__Task description__: Copy the data below word for word, from the line containing "For the benchmark, spot each instance of the bare" through the final line of the data, inclusive.

__Data extract__:

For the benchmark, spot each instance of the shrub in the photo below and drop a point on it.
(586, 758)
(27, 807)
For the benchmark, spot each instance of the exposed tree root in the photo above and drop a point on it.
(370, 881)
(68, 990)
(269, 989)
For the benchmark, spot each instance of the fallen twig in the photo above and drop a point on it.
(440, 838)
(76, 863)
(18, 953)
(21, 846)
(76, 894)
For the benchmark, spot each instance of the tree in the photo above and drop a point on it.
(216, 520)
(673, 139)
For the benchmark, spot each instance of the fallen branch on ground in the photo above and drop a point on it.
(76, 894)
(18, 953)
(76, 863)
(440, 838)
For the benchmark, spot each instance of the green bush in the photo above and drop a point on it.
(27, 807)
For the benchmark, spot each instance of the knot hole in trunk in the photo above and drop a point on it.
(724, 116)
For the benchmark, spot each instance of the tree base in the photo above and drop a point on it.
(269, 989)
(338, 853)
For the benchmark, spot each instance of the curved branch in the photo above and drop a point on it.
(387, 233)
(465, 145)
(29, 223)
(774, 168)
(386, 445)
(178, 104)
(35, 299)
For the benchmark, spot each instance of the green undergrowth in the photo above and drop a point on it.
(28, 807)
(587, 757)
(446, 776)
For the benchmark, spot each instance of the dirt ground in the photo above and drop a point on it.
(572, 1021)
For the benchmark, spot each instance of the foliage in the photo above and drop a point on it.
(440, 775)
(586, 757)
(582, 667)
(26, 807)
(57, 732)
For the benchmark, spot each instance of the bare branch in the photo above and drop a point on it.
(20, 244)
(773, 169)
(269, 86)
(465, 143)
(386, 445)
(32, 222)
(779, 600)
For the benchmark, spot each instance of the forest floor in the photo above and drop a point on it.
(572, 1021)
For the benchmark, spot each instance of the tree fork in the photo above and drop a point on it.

__Finished exercise__:
For the benchmark, spot each instance of the bare branch in the photo above and drop a point on it.
(20, 244)
(773, 169)
(269, 86)
(465, 143)
(386, 445)
(32, 222)
(779, 600)
For the benchmark, spot each instance of the forest floor in the photo above and drop a point on it.
(572, 1021)
For the benchmark, spot each instance of the tree fork in the photo above and drop a point on it.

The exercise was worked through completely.